#### WHAT YOU SHOULD DO:
Present all of the rows below as a numbered list, leaving out any blank lines.

#### EXERCISE INPUTS:
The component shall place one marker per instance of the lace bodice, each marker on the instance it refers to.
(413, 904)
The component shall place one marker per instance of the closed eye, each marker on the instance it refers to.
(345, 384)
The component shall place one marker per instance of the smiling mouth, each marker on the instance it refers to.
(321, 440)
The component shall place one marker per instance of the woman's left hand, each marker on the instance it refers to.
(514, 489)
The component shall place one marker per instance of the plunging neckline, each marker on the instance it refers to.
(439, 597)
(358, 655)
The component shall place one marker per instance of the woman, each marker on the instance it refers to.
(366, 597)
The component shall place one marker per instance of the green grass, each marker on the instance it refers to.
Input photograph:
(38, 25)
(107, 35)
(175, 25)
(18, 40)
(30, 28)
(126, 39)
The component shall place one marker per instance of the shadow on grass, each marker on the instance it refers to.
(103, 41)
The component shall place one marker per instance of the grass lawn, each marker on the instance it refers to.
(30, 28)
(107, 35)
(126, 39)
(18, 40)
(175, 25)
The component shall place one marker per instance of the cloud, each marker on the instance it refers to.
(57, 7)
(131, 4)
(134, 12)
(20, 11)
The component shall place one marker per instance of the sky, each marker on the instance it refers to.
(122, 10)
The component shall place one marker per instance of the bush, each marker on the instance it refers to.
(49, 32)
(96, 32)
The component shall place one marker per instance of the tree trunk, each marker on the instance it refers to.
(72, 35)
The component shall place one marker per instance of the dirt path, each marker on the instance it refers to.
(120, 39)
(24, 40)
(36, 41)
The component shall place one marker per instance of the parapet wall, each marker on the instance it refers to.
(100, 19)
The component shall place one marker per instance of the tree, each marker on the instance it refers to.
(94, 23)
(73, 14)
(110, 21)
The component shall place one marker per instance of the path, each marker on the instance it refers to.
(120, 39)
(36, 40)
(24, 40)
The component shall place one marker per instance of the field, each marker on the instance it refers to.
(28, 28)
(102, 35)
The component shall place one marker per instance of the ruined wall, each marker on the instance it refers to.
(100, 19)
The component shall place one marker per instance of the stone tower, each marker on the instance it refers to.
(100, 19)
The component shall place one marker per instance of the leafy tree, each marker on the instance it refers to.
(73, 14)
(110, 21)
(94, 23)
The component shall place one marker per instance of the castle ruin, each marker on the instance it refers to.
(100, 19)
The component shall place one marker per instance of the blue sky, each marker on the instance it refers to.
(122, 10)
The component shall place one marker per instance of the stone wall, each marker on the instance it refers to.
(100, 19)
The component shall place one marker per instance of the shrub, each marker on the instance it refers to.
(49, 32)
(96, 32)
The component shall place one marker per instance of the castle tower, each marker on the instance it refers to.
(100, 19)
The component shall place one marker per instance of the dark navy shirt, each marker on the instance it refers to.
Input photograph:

#### THE SOLUTION:
1. The component shall place one marker per instance of the lace bodice, each marker on the instance it refers to.
2. (413, 904)
3. The component shall place one marker per instance of the closed eye, each marker on the instance it refers to.
4. (345, 384)
5. The component shall place one marker per instance of the smiling mouth, each marker on the instance it refers to.
6. (321, 440)
7. The component shall place one marker per instance of the woman's left hand, each marker on the instance it refers to.
8. (514, 489)
9. The component shall place one marker per instance of the plunging neckline, each marker on the instance it refers to.
10. (439, 597)
11. (358, 655)
12. The component shall place one marker per instance of the woman, each marker on the instance it refers to.
13. (366, 597)
14. The component shall place one marker per instance of the green grass, each marker on the instance it refers to.
15. Input photograph:
16. (38, 25)
17. (107, 35)
18. (175, 25)
19. (18, 40)
20. (30, 28)
21. (126, 39)
22. The component shall place one marker per instance of the shadow on grass, each marker on the instance it refers to.
23. (103, 41)
24. The component shall place one marker per instance of the grass lawn, each marker on the instance it refers to.
25. (30, 28)
26. (107, 35)
27. (126, 39)
28. (18, 40)
29. (175, 25)
30. The component shall place one marker per instance of the cloud, each marker on the instance it refers to.
31. (57, 7)
32. (131, 4)
33. (134, 12)
34. (20, 11)
35. The component shall place one marker per instance of the sky, each marker on the instance it refers to.
36. (122, 10)
37. The component shall place one marker per instance of the bush, each marker on the instance it refers to.
38. (49, 32)
39. (96, 32)
40. The component shall place one marker per instance of the tree trunk, each marker on the instance it refers to.
41. (72, 35)
42. The component shall place one marker per instance of the dirt path, each marker on the instance it refers to.
43. (120, 39)
44. (24, 40)
45. (36, 41)
46. The component shall place one marker per instance of the parapet wall, each marker on the instance it refers to.
47. (100, 19)
48. The component shall place one marker per instance of the tree, each marker on the instance it refers to.
49. (94, 23)
50. (73, 14)
51. (110, 21)
52. The component shall place one marker per instance of the path, each marker on the instance it refers to.
53. (120, 39)
54. (36, 40)
55. (24, 40)
56. The component shall place one marker per instance of the field, each marker on the instance it refers to.
57. (28, 28)
58. (102, 35)
59. The component shall place one marker per instance of the ruined wall, each marker on the instance it refers to.
60. (100, 19)
61. The component shall place one marker per instance of the stone tower, each marker on the instance it refers to.
62. (100, 19)
63. The component shall place one marker per instance of the leafy tree, each marker on the instance it refers to.
64. (73, 14)
65. (110, 21)
66. (94, 23)
67. The component shall place one marker per instance of the castle ruin, each marker on the instance it refers to.
68. (100, 19)
69. The component shall place one marker per instance of the blue sky, each marker on the instance it refers to.
70. (122, 10)
71. The component shall place one marker per instance of the stone wall, each marker on the instance it refers to.
72. (100, 19)
73. The component shall place one marker per instance of the shrub, each marker on the instance it refers to.
74. (49, 32)
75. (96, 32)
76. The component shall place one marker per instance of the castle tower, each marker on the instance it refers to.
77. (100, 19)
78. The component shall place one marker per instance of the dark navy shirt, each marker on the instance it refers to.
79. Input photograph:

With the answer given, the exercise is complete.